[Excerpt from a dataset]
□ □ □ □
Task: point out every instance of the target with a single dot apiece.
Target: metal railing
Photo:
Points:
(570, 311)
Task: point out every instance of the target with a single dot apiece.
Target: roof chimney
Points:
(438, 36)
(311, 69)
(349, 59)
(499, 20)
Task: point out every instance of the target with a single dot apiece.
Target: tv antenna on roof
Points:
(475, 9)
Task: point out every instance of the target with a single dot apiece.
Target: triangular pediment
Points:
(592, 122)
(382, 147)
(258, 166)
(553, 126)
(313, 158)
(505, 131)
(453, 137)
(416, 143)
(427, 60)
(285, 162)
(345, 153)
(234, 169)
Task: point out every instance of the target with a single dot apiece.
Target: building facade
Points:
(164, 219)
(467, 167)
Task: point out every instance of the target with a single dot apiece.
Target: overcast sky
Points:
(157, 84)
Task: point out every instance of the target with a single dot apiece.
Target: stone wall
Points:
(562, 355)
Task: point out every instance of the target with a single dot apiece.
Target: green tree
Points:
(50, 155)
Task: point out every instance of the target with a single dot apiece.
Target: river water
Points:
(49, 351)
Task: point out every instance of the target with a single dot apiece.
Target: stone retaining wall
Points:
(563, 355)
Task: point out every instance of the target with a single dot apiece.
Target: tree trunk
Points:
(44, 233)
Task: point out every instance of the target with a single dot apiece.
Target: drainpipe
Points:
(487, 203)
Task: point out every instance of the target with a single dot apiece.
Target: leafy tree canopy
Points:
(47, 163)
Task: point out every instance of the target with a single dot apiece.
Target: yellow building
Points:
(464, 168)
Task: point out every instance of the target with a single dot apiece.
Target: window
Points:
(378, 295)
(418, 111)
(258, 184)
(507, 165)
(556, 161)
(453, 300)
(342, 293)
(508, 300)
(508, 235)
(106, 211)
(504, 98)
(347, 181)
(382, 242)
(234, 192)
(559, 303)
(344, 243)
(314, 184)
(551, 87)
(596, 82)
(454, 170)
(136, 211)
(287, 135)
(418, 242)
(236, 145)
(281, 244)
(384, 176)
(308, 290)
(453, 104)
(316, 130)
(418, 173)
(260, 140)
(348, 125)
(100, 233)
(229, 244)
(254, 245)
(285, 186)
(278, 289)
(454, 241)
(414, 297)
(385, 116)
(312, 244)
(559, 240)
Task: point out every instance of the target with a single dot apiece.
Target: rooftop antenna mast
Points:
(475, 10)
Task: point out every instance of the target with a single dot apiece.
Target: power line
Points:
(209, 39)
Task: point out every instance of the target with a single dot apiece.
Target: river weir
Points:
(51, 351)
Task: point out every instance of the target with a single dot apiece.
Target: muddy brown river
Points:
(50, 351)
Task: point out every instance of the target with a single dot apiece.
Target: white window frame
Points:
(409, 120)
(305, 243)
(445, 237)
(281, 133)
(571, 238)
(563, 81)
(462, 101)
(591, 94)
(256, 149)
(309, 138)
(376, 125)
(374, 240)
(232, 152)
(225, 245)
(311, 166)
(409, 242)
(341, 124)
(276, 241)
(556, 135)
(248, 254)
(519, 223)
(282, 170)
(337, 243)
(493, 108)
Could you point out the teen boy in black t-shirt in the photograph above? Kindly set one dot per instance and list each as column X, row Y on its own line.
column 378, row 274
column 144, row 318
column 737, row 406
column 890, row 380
□ □ □ □
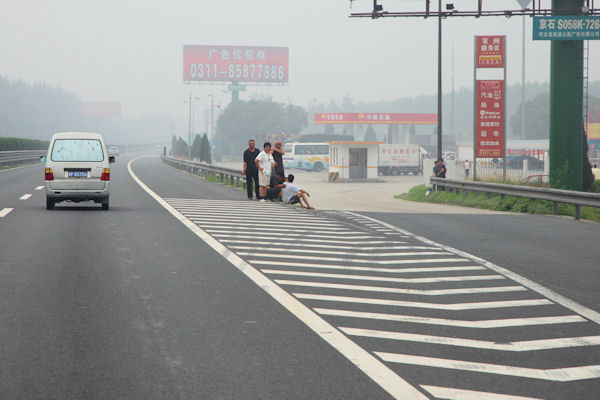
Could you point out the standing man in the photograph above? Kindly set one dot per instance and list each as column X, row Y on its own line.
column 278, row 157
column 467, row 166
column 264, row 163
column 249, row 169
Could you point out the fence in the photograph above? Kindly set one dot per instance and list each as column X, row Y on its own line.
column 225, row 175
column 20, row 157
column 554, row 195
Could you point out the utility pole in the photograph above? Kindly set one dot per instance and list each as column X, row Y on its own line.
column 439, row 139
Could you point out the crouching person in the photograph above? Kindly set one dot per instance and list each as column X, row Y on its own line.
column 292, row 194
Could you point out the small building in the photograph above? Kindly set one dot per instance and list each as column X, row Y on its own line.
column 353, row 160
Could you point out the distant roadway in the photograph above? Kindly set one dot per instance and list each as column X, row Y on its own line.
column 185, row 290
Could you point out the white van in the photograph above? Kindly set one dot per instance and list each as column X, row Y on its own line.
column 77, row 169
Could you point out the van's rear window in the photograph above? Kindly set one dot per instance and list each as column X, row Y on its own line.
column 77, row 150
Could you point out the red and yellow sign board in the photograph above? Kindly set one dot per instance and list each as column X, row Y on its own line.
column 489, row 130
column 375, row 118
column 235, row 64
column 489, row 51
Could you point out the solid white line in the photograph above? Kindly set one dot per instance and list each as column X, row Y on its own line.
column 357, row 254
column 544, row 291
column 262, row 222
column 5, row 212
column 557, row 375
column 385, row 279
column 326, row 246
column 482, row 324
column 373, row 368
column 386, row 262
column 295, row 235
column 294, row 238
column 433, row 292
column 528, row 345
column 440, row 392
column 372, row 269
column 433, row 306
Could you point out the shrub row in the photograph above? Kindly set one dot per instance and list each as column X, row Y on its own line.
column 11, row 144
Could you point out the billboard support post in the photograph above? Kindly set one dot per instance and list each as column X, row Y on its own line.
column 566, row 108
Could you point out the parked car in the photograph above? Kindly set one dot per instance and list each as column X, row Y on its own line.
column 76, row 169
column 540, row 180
□ □ □ □
Update the stretch of items from the line containing "Could you point out the red" through the line containing "column 566, row 108" by replacing "Kindly" with "Please", and leave everything else unchanged.

Could you point out the red and yellow sign board in the photograph above? Please set one dot per instance and list each as column X, row Y on its own line.
column 489, row 130
column 375, row 118
column 235, row 64
column 489, row 51
Could you point out the solid white line in the photograph above? Please set one dot per instance and list each as column X, row Y on its own line.
column 357, row 254
column 544, row 291
column 262, row 222
column 5, row 212
column 557, row 375
column 385, row 279
column 326, row 246
column 482, row 324
column 373, row 368
column 386, row 262
column 295, row 235
column 294, row 238
column 433, row 292
column 528, row 345
column 440, row 392
column 372, row 269
column 433, row 306
Could you point out the shrub row in the photograph above? Please set one dot per instance and list each as column X, row Y on its own line.
column 11, row 144
Could you point out the billboard support post in the photograph above? Please set one dot per instance and list each as column X, row Y on its own line.
column 566, row 108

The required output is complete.